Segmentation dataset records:
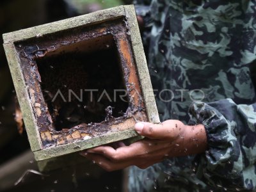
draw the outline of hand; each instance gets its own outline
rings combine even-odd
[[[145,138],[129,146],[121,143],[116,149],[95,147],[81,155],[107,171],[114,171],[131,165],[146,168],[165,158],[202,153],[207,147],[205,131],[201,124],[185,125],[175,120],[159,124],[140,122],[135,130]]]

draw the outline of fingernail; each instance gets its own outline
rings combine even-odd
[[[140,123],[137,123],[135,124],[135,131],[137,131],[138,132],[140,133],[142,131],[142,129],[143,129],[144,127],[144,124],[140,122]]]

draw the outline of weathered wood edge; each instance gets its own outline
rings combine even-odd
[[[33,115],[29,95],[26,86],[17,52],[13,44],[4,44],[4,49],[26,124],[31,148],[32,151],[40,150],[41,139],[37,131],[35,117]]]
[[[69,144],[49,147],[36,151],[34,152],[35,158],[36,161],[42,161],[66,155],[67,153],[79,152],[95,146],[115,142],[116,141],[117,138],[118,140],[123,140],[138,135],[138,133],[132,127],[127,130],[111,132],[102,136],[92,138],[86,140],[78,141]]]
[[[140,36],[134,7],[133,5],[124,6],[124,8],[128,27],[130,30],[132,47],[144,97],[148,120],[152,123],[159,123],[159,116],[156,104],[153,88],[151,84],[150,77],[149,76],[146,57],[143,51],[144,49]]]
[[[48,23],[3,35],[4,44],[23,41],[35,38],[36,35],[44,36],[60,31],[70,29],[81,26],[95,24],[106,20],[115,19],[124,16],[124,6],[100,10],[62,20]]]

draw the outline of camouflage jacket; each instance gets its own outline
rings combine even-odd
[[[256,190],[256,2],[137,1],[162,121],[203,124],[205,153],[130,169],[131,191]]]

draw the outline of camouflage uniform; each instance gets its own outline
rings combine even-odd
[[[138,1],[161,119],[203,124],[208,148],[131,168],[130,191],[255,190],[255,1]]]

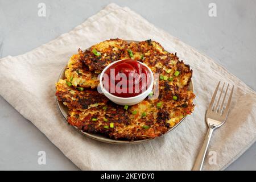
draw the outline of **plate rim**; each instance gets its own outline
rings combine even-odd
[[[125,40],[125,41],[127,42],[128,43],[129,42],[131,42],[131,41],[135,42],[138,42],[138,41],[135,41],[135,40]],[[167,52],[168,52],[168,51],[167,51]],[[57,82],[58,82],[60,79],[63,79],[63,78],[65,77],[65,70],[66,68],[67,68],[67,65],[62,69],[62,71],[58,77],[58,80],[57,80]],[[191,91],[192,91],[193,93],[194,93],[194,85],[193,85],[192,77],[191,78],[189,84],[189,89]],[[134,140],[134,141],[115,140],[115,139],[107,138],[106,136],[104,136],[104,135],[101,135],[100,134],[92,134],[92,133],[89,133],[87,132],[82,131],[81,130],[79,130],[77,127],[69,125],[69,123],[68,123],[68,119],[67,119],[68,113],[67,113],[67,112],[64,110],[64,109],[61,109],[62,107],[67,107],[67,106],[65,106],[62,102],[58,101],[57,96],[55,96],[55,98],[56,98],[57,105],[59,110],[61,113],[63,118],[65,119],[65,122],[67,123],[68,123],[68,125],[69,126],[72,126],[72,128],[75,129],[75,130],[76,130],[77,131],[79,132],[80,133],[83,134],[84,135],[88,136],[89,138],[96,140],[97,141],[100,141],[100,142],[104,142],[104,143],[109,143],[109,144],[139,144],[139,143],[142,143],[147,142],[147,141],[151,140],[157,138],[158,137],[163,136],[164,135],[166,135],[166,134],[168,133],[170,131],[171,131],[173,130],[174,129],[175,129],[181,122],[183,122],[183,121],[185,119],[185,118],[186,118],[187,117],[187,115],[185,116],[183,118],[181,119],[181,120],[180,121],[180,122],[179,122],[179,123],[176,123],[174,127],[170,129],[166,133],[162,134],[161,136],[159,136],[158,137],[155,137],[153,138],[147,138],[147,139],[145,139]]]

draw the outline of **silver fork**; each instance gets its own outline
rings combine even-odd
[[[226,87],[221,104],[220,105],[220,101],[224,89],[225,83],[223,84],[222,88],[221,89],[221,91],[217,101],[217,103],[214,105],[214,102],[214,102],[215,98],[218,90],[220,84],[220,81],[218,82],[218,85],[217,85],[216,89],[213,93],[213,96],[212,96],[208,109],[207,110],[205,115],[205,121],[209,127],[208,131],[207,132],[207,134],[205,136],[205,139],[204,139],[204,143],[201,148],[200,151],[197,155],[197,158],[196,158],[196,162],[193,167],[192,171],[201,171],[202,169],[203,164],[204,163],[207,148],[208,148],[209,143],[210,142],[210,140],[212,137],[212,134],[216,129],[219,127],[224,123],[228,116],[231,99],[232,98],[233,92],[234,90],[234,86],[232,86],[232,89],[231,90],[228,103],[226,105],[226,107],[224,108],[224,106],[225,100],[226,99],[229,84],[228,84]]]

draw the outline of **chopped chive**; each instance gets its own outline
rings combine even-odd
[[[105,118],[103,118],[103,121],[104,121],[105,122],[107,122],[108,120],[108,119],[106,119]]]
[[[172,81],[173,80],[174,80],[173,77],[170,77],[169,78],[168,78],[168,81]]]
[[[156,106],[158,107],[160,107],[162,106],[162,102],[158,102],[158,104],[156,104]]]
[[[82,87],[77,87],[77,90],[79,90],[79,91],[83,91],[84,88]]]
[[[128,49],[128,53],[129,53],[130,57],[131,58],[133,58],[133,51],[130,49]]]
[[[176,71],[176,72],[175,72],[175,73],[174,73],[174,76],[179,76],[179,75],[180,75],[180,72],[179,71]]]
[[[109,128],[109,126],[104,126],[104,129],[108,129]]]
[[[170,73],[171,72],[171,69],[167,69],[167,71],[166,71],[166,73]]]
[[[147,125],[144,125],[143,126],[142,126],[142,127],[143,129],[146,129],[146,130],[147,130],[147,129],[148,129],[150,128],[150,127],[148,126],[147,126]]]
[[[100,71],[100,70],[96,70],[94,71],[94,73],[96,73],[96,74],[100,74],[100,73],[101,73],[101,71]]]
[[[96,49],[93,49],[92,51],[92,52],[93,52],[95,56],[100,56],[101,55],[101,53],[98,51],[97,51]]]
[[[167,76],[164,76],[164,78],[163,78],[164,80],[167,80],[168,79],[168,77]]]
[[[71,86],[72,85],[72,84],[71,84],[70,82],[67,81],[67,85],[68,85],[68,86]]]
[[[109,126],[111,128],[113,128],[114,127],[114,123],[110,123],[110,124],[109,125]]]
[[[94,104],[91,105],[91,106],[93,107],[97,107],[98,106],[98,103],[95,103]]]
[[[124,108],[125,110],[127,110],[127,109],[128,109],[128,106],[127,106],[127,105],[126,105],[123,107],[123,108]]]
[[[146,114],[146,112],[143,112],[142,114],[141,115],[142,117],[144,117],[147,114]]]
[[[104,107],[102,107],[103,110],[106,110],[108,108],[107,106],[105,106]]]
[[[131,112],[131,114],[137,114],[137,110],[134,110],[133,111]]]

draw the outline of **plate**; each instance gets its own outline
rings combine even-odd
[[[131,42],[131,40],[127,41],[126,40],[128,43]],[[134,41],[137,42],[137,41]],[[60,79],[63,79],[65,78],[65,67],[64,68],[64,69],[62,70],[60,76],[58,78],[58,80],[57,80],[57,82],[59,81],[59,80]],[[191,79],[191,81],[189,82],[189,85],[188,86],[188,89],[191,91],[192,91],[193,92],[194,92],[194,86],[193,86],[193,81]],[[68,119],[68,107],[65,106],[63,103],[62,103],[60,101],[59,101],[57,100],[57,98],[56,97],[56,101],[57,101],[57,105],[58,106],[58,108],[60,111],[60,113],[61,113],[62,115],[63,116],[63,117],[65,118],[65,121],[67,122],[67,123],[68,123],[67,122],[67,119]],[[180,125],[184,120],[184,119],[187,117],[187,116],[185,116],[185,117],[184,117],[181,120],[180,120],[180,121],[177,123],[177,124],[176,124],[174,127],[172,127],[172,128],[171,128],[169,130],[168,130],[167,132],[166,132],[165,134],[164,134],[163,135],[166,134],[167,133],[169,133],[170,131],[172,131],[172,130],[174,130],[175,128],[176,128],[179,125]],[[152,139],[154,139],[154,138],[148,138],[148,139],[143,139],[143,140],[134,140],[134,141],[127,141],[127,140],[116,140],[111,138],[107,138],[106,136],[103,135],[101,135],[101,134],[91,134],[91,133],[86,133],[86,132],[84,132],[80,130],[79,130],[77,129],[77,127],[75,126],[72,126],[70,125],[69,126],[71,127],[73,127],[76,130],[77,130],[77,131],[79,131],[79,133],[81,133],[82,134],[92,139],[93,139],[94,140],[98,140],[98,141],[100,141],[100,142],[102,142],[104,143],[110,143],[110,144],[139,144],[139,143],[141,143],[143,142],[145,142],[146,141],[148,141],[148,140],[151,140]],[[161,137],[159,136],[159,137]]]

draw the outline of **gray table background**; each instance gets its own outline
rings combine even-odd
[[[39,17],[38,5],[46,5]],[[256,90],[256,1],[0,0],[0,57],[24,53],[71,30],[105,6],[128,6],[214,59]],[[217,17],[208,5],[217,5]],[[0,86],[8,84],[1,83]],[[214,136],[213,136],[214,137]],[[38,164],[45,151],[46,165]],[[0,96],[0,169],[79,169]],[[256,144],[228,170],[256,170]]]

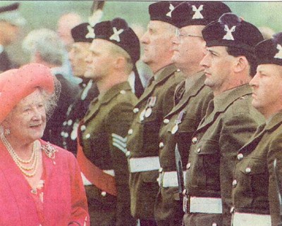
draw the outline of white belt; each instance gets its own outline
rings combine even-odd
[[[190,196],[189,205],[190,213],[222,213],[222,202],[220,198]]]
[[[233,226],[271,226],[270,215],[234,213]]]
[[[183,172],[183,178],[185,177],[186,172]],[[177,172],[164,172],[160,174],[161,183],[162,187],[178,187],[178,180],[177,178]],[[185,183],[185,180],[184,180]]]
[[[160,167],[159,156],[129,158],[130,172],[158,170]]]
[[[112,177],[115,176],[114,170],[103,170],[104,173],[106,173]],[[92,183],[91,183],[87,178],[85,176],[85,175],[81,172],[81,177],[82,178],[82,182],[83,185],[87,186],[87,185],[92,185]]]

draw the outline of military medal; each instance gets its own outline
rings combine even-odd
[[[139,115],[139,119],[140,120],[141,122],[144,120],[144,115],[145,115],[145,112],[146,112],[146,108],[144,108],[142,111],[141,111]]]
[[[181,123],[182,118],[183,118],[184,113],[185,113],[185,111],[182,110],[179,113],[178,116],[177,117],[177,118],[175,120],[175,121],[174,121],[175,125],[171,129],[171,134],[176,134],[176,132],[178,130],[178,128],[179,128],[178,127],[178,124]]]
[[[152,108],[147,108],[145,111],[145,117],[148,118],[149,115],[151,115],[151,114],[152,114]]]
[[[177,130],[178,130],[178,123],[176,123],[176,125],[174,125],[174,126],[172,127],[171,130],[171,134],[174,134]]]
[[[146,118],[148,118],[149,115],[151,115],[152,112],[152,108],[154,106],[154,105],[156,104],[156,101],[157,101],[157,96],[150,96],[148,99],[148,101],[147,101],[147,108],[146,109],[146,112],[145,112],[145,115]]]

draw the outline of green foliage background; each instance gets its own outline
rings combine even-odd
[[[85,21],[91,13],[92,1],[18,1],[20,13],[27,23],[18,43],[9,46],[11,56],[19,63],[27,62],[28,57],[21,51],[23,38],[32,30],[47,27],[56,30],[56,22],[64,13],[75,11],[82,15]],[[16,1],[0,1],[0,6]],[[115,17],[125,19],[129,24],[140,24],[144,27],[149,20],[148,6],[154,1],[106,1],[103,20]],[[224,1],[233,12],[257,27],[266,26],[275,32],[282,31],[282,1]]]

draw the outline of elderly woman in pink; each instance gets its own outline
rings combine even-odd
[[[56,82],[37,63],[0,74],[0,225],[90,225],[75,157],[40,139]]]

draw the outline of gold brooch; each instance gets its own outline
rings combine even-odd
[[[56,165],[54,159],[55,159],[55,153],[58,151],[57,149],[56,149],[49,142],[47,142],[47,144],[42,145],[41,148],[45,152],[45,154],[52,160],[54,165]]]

- **Task brief**: Starting with the line that contains "draw the outline of elderly", write out each line through the end of the listing, exactly as it appears, and include nothing else.

- **Reply to the task**:
draw the outline of elderly woman in pink; each instance gets its own outline
rings combine even-odd
[[[56,82],[37,63],[0,74],[0,225],[90,225],[75,157],[40,139]]]

draw the outline of gold brooch; each instance gets its own outline
rings combine even-odd
[[[56,165],[54,159],[55,159],[55,153],[58,151],[57,149],[56,149],[49,142],[47,142],[47,144],[42,145],[41,148],[45,152],[45,154],[52,160],[54,165]]]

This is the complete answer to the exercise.